# [Set task]
In the data below, restate exactly the lines from the one with "Where can you see the chandelier" to the final line, both included, but not the pictures.

▽

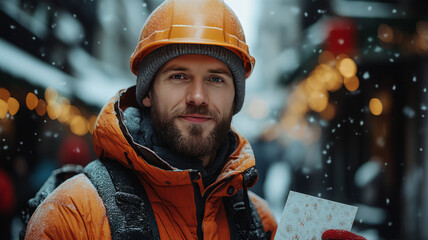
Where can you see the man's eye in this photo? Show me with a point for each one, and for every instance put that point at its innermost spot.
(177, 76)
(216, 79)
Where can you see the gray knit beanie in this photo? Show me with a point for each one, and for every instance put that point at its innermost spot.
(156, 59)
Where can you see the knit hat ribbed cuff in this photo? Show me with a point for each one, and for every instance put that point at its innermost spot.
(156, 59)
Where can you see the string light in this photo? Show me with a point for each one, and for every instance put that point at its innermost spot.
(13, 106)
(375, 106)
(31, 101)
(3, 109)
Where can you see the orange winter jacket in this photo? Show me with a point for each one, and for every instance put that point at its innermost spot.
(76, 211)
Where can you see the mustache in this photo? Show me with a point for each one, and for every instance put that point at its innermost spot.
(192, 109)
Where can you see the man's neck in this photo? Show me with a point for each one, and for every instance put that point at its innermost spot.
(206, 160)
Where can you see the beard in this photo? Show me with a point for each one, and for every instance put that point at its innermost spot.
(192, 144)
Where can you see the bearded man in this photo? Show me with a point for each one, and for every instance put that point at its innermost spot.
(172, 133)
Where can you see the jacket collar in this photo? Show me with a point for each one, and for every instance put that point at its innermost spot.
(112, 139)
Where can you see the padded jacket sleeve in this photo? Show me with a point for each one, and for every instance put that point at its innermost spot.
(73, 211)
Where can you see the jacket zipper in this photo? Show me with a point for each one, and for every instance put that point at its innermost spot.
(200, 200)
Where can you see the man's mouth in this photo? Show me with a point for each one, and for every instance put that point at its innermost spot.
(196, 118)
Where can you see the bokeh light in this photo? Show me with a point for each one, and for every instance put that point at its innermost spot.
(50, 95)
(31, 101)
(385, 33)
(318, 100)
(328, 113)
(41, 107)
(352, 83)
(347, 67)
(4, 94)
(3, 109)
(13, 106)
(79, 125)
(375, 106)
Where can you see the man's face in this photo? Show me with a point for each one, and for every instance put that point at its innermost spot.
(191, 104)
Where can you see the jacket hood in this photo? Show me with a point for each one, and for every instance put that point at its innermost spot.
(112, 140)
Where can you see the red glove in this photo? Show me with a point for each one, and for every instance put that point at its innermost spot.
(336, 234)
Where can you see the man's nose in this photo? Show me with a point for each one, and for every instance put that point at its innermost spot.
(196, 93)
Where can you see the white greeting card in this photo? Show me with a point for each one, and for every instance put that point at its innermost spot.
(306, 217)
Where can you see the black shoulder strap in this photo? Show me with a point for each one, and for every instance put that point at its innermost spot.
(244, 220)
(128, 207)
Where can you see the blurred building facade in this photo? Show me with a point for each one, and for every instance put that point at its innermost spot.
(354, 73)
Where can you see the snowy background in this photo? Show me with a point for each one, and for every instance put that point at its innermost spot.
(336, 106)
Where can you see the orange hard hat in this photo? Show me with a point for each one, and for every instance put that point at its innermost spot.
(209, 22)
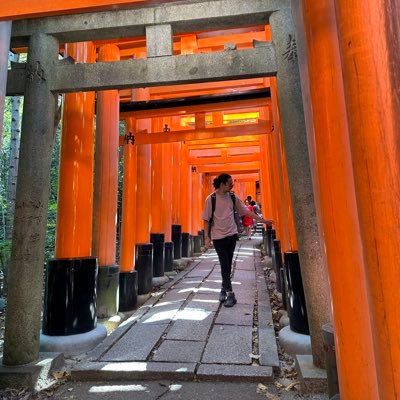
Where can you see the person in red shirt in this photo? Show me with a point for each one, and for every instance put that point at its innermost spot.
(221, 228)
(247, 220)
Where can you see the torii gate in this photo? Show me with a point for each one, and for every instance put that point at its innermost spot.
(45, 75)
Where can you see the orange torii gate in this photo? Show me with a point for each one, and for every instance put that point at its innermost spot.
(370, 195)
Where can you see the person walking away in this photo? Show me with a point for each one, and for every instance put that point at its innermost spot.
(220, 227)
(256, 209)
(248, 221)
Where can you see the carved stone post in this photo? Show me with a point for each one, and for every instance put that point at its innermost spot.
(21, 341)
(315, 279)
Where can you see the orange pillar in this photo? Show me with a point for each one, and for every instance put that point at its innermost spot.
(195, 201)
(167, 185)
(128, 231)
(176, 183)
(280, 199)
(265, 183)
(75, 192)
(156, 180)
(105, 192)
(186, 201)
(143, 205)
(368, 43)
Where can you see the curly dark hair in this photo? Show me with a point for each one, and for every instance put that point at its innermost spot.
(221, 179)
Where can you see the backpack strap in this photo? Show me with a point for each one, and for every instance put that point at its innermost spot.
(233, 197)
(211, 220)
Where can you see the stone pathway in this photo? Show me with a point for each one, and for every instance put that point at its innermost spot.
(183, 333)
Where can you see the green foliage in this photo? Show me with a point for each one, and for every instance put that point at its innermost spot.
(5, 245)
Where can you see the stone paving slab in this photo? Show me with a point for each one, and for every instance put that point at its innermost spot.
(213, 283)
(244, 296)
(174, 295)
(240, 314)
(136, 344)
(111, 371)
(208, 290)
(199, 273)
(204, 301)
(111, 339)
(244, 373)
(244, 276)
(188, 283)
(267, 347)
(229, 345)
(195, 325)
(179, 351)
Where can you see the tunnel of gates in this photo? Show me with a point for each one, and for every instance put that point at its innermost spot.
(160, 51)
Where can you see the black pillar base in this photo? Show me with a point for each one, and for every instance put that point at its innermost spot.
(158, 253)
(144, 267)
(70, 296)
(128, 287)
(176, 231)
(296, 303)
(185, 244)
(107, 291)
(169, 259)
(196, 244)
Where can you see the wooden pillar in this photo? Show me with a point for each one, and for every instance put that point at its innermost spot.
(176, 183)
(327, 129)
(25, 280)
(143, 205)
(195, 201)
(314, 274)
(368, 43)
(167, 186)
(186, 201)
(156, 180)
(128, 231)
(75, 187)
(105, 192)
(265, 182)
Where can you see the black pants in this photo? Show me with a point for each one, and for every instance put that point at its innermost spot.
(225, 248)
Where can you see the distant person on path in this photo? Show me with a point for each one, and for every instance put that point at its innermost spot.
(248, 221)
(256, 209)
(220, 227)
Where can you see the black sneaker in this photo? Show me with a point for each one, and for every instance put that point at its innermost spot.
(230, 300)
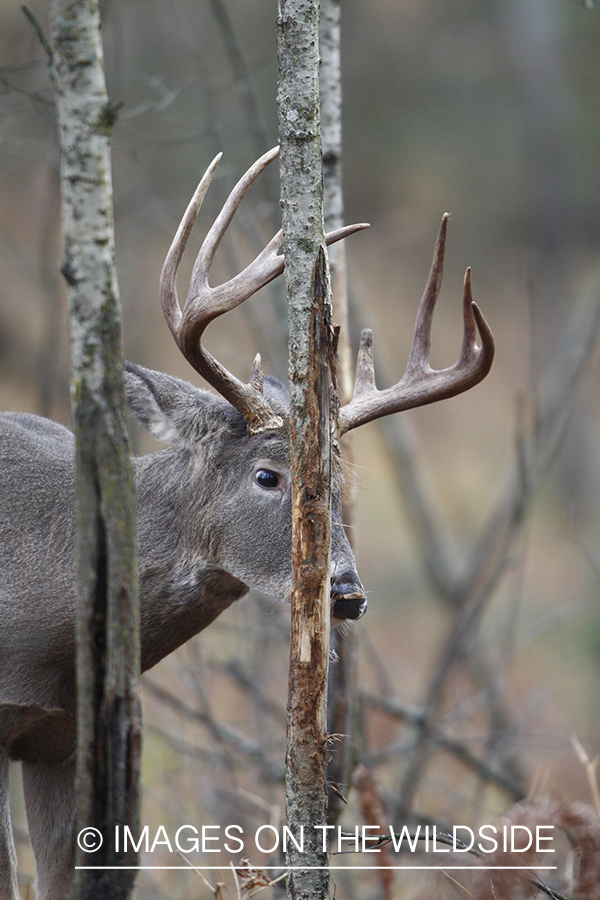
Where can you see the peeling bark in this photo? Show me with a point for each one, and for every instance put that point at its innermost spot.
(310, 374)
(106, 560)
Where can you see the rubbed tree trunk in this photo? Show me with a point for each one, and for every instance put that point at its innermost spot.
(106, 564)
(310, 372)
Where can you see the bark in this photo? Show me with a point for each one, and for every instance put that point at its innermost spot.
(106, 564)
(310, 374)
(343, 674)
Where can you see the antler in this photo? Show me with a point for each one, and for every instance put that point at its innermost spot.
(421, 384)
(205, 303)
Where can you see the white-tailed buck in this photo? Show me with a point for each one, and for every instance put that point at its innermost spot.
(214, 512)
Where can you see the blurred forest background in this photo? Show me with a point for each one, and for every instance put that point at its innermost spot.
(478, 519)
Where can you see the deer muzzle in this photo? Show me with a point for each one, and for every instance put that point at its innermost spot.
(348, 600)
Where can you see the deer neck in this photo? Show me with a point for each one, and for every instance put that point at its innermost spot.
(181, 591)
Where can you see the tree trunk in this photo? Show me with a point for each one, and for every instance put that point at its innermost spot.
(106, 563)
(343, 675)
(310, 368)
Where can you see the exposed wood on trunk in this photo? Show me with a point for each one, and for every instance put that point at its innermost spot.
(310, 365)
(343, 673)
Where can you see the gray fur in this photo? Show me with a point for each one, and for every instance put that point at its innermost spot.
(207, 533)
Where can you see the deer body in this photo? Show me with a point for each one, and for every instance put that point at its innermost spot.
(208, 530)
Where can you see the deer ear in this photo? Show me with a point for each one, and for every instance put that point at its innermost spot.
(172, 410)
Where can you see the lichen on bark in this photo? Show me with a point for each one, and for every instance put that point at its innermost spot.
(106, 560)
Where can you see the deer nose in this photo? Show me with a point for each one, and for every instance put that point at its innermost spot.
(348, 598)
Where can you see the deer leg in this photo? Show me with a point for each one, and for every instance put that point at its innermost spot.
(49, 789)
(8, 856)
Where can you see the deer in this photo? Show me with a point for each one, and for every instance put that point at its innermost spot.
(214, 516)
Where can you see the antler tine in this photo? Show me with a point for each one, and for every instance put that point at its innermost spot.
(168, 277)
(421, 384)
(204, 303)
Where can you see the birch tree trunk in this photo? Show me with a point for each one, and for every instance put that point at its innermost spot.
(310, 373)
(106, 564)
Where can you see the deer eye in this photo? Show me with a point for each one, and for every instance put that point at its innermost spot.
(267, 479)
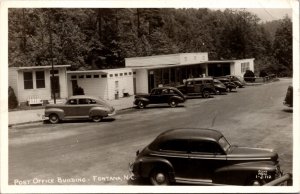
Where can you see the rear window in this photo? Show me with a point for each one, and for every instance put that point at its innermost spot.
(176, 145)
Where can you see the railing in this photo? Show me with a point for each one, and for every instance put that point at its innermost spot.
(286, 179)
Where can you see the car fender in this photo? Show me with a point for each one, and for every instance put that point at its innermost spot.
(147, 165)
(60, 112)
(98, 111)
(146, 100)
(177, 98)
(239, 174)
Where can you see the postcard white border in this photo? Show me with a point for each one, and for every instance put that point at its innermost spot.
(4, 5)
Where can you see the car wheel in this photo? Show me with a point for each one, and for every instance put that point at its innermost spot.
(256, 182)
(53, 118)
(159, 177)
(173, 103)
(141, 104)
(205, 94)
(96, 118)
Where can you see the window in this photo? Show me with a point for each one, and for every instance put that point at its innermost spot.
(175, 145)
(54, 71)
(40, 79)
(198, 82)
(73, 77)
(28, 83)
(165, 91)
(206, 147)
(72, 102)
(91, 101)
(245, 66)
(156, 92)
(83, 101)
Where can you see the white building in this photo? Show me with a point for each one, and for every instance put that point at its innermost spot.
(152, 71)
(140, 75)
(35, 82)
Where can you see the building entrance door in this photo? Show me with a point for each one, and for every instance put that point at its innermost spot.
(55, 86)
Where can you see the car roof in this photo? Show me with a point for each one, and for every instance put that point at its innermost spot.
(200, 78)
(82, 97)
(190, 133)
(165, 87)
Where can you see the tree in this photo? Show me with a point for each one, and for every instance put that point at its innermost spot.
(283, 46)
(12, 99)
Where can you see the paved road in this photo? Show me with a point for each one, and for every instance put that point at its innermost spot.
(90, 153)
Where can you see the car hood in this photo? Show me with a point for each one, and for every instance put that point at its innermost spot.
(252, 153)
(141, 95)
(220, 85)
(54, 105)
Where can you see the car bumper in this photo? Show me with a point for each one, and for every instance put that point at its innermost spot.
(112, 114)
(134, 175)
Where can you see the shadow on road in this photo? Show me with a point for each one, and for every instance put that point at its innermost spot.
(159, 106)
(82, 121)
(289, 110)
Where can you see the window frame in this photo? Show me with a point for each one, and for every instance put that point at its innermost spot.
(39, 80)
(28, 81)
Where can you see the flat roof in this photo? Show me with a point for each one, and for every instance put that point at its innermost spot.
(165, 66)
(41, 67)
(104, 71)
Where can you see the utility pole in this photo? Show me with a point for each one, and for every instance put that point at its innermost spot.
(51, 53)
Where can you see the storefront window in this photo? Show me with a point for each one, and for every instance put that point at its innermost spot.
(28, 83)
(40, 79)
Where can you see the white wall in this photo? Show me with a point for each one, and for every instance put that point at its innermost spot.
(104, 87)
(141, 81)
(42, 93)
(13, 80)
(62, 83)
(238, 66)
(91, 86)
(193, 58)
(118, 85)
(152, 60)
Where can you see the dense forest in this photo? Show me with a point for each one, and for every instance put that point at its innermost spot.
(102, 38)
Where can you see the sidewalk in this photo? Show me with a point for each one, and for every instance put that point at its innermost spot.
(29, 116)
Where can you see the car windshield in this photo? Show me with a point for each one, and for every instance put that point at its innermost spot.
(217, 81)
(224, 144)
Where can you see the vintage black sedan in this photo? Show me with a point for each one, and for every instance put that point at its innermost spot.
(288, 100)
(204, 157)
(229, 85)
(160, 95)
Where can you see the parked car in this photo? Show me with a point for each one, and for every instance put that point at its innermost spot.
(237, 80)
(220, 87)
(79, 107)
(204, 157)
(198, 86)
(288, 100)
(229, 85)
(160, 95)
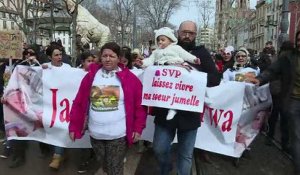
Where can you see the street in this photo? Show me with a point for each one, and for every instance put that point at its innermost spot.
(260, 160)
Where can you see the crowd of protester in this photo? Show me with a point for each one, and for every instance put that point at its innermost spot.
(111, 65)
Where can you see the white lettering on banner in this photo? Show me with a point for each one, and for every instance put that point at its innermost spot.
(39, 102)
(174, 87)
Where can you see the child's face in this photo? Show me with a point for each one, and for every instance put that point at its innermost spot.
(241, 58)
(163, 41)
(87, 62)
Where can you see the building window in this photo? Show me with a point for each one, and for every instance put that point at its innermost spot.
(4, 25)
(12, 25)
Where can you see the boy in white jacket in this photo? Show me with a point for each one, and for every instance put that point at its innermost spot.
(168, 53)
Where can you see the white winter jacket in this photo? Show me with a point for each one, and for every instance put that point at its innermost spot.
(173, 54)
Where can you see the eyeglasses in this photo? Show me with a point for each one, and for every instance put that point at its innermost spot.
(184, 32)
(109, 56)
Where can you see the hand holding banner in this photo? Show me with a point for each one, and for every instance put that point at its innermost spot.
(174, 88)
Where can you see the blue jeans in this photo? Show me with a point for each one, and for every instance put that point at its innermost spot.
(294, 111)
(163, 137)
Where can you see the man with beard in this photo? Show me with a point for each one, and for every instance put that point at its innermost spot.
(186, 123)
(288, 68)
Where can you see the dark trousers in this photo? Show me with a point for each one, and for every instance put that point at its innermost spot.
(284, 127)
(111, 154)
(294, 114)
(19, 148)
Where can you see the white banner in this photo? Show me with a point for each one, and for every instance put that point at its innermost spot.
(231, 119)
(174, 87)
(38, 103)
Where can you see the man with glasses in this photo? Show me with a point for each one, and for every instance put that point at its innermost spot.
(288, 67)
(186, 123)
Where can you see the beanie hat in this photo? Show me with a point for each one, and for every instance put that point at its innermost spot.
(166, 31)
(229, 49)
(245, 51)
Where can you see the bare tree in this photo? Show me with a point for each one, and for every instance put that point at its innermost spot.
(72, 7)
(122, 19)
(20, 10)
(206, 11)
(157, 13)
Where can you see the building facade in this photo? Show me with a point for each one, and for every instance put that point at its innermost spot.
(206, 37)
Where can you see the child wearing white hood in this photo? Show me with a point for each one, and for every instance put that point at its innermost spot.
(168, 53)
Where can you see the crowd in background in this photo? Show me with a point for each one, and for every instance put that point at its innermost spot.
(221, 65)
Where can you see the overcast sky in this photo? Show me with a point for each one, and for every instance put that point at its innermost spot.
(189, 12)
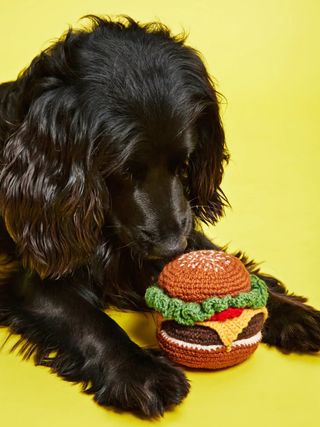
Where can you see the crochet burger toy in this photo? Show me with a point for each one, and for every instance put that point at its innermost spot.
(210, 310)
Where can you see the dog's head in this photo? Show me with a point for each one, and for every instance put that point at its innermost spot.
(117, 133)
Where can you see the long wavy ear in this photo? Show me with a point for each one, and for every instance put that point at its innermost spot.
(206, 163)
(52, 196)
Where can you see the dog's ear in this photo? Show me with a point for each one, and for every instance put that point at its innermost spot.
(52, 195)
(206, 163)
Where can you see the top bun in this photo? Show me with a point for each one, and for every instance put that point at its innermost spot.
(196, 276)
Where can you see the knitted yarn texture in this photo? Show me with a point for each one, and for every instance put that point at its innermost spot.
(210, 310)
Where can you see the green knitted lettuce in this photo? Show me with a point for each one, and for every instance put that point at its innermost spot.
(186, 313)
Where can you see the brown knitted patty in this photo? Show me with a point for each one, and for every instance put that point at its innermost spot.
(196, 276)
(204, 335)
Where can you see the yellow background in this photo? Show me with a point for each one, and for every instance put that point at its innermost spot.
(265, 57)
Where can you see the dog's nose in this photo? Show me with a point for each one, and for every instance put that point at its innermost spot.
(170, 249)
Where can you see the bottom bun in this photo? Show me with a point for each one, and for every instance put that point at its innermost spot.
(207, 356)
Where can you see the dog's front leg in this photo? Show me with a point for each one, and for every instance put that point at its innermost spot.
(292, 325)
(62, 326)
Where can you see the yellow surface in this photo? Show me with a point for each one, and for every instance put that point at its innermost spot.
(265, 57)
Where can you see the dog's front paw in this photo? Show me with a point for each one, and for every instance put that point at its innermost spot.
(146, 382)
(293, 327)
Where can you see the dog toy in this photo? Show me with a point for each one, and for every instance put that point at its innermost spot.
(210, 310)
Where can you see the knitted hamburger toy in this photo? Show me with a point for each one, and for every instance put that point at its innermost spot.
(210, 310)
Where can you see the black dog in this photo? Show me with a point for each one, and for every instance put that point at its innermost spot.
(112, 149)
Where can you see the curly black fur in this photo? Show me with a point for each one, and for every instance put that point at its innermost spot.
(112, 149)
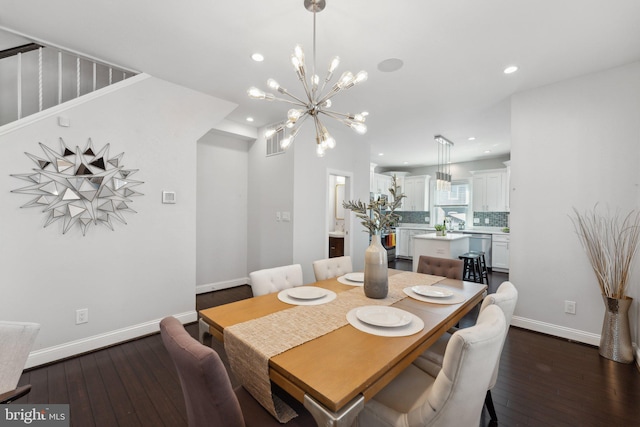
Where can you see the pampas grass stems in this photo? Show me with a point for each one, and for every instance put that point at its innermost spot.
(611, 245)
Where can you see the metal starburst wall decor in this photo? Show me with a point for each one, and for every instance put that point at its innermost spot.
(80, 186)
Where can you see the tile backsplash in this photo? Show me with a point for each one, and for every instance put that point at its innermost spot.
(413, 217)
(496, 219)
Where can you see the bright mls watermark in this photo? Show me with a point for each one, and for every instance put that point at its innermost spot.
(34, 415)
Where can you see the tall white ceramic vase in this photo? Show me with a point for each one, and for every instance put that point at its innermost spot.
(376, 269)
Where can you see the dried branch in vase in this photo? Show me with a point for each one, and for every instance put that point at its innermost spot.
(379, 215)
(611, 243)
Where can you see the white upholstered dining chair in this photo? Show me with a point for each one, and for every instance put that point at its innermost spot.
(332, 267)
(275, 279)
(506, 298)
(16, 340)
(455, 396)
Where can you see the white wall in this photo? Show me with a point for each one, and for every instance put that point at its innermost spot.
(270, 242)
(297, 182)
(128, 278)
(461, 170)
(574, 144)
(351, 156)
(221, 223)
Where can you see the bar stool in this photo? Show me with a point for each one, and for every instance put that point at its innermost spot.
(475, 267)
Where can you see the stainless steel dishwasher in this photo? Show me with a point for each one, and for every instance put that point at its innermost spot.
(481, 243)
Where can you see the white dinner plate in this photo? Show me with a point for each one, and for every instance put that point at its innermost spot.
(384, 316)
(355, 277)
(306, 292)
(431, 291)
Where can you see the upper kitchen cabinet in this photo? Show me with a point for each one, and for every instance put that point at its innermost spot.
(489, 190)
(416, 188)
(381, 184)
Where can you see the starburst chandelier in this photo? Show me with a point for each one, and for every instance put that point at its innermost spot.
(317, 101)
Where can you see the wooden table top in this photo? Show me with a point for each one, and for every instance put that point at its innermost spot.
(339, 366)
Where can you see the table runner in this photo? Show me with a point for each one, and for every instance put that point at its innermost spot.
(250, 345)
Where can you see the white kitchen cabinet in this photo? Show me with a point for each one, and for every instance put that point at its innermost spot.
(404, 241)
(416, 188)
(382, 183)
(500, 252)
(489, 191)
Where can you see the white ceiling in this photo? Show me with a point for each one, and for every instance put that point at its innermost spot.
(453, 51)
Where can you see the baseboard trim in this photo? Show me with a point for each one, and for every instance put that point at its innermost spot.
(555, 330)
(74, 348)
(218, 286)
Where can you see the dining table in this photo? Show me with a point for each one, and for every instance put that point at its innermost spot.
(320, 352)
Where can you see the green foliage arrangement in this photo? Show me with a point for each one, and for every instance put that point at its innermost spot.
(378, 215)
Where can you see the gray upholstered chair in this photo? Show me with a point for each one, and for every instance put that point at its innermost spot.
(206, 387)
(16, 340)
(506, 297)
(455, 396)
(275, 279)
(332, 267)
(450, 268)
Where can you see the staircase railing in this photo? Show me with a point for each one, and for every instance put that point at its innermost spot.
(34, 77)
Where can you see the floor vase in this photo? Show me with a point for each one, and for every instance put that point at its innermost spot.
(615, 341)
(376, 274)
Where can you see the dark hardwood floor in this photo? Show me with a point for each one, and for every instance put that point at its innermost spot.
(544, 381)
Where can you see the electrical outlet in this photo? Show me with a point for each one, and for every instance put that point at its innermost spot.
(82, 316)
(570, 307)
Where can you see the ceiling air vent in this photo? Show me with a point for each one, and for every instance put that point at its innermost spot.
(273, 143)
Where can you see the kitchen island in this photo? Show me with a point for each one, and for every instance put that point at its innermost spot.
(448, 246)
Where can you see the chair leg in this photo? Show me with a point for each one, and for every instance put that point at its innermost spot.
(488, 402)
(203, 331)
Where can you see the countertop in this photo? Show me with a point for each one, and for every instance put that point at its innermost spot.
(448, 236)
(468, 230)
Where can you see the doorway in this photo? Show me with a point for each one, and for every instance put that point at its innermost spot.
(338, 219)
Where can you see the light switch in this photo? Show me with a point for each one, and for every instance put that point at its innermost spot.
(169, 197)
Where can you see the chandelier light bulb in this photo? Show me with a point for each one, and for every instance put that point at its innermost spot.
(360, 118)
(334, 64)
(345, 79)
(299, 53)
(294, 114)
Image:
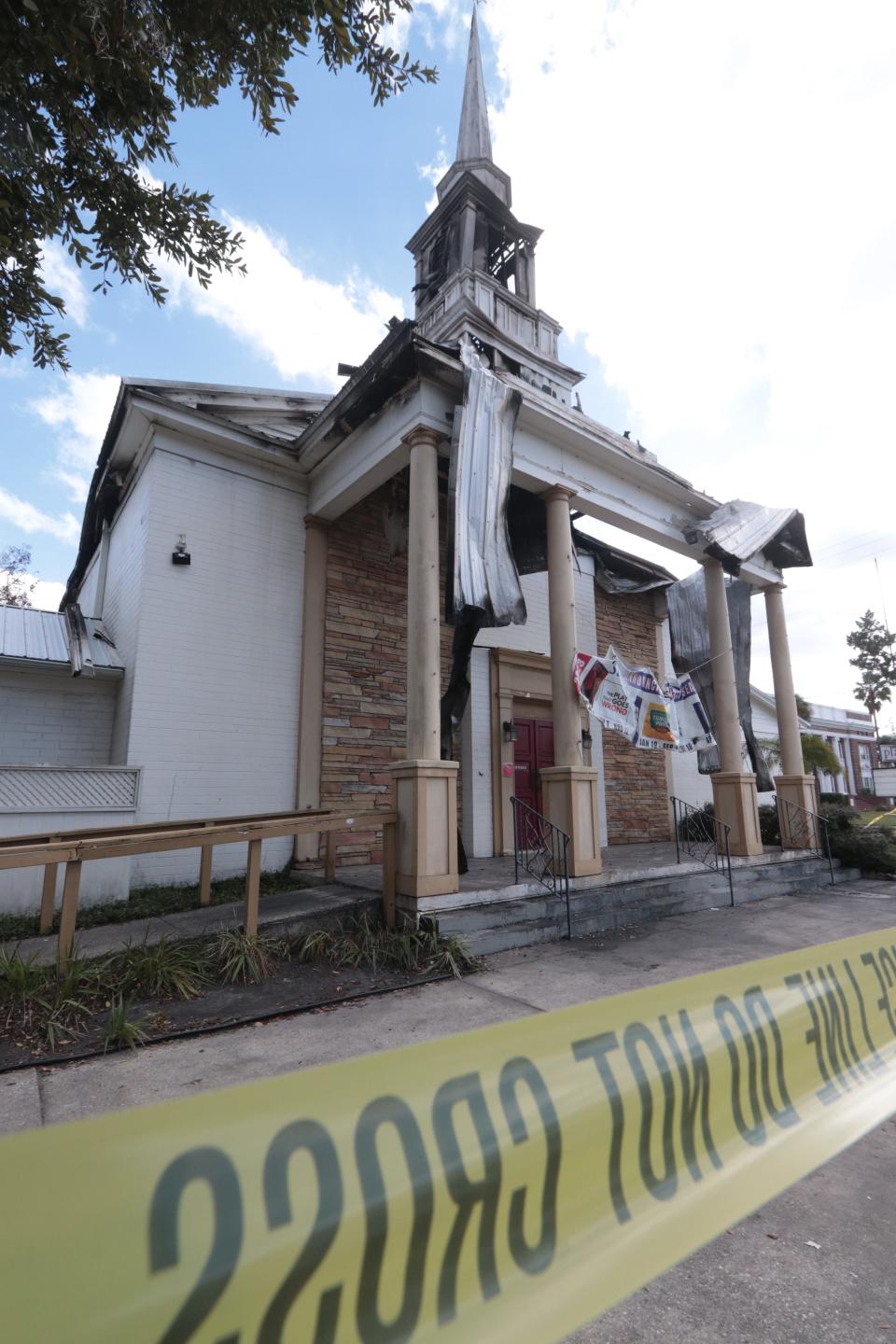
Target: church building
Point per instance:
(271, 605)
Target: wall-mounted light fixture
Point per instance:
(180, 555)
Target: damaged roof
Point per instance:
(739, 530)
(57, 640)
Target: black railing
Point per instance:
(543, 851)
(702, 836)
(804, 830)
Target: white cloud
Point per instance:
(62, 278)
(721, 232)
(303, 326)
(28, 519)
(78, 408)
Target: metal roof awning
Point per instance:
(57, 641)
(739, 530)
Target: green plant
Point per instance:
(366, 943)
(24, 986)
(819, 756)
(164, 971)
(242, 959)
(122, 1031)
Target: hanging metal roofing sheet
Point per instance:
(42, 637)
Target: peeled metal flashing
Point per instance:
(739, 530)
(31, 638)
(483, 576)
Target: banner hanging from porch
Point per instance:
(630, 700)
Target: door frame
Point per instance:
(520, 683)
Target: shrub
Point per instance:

△

# [Response to the task]
Where can you see the chandelier light bulb in this photo? Show me with a point for each one, and for every instance put that point at its innermost spot.
(360, 118)
(334, 64)
(345, 79)
(299, 53)
(294, 114)
Image:
Target: church building
Point per instance:
(271, 605)
Target: wall-mounted light fixture
Point per instance:
(180, 555)
Target: damaged roof
Point per instance:
(739, 530)
(57, 640)
Target: black railing
Point per instance:
(543, 851)
(702, 836)
(804, 830)
Target: white cloud
Point per instance:
(62, 278)
(721, 232)
(303, 326)
(28, 519)
(78, 408)
Target: metal roof awning
Point per instance:
(57, 641)
(739, 530)
Target: green plant
Point per instance:
(366, 943)
(24, 986)
(819, 756)
(164, 971)
(242, 959)
(122, 1031)
Target: hanging metal roofing sheet
Point per instance:
(42, 637)
Target: peeled metal flashing
Point per instance:
(739, 530)
(31, 638)
(483, 576)
Target: banner hanging from porch
Point per instance:
(630, 700)
Target: door frame
Point per instance:
(520, 683)
Target: shrub
Point per instance:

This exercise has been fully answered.